_Article_:

____

On January 28, 2019, the FTC announced a settlement resolving competitive concerns relating to the $483 million acquisition by Staples, the largest retailer of office products in the United States, of Essendant, the largest U.S. wholesale distributor of office products.  Essendant is one of only two U.S. wholesalers supplying a wide assortment of office products nationwide to independent commercial dealers/resellers, which in turn sell to mid-sized business customers.  Staples, which is owned by Sycamore Partners, a private equity fund, sells office supplies directly to mid-sized businesses in competition with Essendant’s dealer customers.  Thus, for the most part, Staples and Essendant do not compete with each other; rather, Staples competes with Essendant’s customers.

Following an investigation by FTC staff, the Commission voted 3-2 to accept a settlement to resolve a concern that, post-merger, Staples would gain access to commercially sensitive business information about Essendant’s dealer customers and the end customers of those dealers, which could allow Staples to offer higher prices than it otherwise would when bidding against a dealer for an end customer’s business.  The proposed settlement order imposes “behavioral” remedies, including firewalls to limit whom within Staples will have access to commercially sensitive information of dealers who buy from Essendant, and data regarding the end customers of those dealers.  The order also provides for the appointment of a monitor for ten years, among other requirements.

____

_Prompt 1_: Pick out and copy every row that contains the word "blue".
The passage and the rows below it come from unrelated sources.

____

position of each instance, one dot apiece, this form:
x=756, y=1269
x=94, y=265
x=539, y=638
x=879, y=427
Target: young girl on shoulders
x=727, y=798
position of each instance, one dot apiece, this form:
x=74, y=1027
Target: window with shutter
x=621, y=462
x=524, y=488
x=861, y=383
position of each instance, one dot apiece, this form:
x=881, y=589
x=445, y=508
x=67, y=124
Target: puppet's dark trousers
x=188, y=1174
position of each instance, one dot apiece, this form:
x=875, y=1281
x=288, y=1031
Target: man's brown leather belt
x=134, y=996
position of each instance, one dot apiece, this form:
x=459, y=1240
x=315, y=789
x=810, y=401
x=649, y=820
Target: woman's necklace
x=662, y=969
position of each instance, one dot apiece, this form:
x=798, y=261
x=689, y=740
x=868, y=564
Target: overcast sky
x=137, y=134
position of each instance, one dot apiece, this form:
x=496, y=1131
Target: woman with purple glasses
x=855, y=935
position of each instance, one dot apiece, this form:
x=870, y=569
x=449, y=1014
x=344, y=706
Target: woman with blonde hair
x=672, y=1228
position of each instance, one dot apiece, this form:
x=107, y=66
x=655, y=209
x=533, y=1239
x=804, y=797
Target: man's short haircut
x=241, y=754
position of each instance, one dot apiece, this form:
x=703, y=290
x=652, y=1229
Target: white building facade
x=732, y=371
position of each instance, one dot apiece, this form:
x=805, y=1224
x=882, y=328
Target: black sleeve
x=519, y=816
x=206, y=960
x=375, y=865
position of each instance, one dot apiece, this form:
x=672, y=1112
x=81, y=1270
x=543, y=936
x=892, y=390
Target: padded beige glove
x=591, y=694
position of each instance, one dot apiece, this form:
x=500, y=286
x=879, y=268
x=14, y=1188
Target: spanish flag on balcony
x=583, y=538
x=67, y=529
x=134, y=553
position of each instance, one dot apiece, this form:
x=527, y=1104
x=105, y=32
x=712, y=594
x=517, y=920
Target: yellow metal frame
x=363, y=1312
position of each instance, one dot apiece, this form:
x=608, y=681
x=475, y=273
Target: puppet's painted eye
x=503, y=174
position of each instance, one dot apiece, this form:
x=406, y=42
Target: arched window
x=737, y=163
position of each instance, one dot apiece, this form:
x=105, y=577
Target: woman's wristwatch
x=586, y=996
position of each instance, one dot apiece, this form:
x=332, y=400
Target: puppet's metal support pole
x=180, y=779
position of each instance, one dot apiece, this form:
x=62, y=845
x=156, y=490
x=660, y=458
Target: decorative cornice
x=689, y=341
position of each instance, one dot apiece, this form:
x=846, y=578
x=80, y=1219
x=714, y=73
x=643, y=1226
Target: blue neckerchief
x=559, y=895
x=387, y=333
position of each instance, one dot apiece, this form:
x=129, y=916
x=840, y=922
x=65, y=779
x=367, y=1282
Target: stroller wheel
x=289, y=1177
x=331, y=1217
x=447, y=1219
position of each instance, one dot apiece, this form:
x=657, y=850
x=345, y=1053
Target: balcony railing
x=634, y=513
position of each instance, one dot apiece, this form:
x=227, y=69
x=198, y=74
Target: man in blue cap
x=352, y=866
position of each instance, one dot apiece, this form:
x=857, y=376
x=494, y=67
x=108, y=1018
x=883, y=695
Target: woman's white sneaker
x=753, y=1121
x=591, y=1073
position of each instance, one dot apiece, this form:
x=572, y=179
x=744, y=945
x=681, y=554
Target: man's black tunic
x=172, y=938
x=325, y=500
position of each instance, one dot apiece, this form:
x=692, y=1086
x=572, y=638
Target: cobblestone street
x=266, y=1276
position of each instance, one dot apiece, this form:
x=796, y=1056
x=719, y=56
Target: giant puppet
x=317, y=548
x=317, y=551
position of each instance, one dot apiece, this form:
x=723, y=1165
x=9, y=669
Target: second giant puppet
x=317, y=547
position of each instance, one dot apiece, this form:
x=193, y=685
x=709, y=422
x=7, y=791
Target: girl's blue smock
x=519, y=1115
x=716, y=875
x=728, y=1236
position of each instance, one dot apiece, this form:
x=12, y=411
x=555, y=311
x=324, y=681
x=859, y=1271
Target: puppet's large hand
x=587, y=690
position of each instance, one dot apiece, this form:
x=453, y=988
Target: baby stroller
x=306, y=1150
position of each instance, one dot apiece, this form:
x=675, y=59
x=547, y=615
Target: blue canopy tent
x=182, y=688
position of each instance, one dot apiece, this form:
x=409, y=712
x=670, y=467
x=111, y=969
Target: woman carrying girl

____

_Prompt 2_:
Using the passage on the Staples–Essendant settlement, answer these:
(a) What was the price of the acquisition?
(b) By what vote did the Commission accept the settlement?
(c) For how many years does the order provide for a monitor?

_Expected answer 1_:
Target: blue neckerchief
Target: man in blue cap
Target: girl's blue smock
Target: blue canopy tent

_Expected answer 2_:
(a) $483 million
(b) 3-2
(c) Ten years